MATERIAL PROVIDED:
---+---

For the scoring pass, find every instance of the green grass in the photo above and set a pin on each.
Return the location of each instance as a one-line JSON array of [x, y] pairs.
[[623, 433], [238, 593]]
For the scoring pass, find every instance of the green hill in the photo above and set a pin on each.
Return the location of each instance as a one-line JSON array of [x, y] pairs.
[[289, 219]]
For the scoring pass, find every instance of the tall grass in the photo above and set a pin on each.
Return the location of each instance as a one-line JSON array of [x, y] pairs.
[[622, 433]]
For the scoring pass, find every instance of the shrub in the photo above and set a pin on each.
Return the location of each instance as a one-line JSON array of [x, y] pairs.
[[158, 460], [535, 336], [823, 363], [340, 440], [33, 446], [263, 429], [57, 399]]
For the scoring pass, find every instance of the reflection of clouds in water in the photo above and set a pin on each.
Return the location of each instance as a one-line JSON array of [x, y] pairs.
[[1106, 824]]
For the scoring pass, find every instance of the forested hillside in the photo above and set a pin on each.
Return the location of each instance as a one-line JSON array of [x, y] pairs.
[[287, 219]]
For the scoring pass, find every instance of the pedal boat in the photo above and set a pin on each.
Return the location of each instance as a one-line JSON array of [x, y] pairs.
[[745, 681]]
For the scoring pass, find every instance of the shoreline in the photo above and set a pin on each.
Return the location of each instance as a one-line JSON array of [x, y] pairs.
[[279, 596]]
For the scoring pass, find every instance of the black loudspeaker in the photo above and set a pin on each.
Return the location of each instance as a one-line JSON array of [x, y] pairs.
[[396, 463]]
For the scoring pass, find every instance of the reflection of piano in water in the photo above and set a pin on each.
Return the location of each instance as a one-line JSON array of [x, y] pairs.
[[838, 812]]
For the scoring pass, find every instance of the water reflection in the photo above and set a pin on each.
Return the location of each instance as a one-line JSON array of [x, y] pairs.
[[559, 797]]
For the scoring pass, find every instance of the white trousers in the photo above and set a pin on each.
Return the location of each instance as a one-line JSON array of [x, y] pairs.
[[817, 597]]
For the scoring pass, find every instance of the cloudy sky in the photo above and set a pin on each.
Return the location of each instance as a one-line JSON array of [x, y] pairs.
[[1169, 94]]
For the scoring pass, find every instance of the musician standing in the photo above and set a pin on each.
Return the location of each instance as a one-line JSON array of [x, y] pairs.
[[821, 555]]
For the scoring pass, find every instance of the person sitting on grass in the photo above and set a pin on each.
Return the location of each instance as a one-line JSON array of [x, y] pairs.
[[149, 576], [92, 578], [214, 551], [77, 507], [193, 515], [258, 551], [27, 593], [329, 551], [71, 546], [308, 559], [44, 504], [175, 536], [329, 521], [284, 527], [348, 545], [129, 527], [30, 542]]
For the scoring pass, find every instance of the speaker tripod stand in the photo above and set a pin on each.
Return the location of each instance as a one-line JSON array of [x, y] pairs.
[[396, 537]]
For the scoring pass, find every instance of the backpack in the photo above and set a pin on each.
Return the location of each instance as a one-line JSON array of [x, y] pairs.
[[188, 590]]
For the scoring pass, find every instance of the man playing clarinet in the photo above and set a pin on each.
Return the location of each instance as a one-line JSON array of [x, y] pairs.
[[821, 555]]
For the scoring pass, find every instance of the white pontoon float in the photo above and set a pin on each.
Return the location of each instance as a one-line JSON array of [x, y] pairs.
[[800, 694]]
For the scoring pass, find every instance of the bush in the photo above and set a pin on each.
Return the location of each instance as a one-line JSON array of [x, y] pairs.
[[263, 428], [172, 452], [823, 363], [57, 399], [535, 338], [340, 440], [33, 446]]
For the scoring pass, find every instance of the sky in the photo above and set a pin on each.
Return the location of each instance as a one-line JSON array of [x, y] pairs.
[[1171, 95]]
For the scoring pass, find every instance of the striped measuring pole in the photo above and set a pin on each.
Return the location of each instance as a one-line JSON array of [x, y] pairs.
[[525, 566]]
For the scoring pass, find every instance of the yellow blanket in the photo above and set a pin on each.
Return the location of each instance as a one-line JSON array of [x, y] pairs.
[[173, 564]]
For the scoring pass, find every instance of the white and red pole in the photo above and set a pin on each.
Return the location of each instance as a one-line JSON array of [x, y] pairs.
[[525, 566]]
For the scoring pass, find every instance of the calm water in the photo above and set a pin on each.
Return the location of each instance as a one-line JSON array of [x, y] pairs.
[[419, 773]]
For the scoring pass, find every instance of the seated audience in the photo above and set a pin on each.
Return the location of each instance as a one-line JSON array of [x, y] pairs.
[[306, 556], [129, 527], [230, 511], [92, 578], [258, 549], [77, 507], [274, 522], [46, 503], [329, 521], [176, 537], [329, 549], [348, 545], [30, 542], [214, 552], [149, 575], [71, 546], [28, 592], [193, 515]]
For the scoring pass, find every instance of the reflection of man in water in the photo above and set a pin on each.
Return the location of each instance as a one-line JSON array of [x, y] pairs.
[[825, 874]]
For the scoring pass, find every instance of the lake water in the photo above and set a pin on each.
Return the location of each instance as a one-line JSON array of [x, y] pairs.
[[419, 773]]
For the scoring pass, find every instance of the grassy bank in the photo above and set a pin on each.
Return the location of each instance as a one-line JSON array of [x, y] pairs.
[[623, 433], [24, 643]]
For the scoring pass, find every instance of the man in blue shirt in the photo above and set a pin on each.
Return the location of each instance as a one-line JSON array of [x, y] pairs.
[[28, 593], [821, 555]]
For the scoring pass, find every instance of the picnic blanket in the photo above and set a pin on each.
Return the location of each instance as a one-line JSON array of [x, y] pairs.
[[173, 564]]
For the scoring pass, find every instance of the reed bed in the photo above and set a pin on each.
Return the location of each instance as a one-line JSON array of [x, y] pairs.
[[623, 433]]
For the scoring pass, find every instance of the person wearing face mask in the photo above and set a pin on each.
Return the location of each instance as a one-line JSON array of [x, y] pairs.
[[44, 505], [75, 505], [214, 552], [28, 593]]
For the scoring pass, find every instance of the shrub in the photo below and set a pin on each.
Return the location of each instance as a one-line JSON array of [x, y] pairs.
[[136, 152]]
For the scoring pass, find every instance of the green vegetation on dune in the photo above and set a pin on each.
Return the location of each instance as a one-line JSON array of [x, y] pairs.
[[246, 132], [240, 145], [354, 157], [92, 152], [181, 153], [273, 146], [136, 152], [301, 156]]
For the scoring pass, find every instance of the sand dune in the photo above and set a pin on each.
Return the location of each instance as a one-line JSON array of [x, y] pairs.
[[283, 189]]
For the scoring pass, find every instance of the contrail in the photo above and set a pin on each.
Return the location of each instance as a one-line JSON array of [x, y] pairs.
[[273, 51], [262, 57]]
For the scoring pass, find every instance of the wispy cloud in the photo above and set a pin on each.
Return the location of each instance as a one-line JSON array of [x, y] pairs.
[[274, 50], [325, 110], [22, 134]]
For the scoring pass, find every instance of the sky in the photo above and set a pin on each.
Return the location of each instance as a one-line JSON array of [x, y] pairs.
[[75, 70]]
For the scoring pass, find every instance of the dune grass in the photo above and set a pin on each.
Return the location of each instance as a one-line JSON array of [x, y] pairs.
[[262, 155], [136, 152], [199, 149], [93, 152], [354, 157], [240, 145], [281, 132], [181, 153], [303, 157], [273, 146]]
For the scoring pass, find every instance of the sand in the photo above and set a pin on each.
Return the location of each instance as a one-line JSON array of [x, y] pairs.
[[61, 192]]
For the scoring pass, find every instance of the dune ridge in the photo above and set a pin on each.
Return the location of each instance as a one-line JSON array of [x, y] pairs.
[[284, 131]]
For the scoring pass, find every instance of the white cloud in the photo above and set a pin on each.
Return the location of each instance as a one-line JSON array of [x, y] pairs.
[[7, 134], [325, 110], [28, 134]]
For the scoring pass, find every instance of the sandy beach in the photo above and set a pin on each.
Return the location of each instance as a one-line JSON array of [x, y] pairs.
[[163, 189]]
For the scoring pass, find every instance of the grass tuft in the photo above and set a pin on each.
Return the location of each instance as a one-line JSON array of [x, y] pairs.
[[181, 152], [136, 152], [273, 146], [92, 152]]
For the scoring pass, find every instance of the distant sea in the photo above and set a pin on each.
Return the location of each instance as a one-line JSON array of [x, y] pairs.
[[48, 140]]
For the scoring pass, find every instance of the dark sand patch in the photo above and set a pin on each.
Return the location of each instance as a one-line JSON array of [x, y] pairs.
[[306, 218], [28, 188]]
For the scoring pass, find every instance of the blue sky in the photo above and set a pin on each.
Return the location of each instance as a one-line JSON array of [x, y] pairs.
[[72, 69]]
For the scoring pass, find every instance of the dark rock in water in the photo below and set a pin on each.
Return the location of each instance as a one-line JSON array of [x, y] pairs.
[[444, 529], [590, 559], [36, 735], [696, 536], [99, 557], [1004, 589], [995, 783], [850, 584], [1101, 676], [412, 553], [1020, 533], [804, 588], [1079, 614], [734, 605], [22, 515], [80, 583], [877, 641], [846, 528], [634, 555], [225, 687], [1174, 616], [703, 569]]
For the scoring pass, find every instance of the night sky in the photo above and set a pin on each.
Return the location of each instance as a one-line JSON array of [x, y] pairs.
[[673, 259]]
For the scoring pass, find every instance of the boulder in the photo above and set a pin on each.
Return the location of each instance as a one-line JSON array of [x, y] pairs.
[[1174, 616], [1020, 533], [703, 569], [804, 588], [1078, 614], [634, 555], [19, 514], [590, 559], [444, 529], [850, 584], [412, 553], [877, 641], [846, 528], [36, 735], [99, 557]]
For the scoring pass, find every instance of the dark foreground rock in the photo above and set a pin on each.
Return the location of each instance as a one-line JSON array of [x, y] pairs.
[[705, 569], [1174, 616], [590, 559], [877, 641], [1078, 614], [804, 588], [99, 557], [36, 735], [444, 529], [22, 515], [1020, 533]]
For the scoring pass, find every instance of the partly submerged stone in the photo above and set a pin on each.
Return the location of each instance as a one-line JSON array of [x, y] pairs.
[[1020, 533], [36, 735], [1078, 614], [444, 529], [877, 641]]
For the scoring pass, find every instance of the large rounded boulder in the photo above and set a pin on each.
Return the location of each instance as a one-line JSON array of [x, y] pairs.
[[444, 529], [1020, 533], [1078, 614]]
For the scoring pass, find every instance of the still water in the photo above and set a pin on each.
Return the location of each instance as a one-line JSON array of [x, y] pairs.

---+---

YOUR GOAL:
Render the lines of the records starting at the line that contains "the green vegetation" and ending at the line that contains "152], [301, 156]]", both included, as a JSON list of strings with one string per line and blank lines omitted.

WRITTEN RESPONSE:
[
  "For the scoring pass, find every instance of the green vegetation on dune in the photo above and set a pin on each.",
  "Return the location of each instance as a one-line JSON array of [x, y] pairs.",
  "[[246, 132], [240, 145], [354, 157], [92, 152], [181, 153], [273, 146], [136, 152], [301, 156]]"
]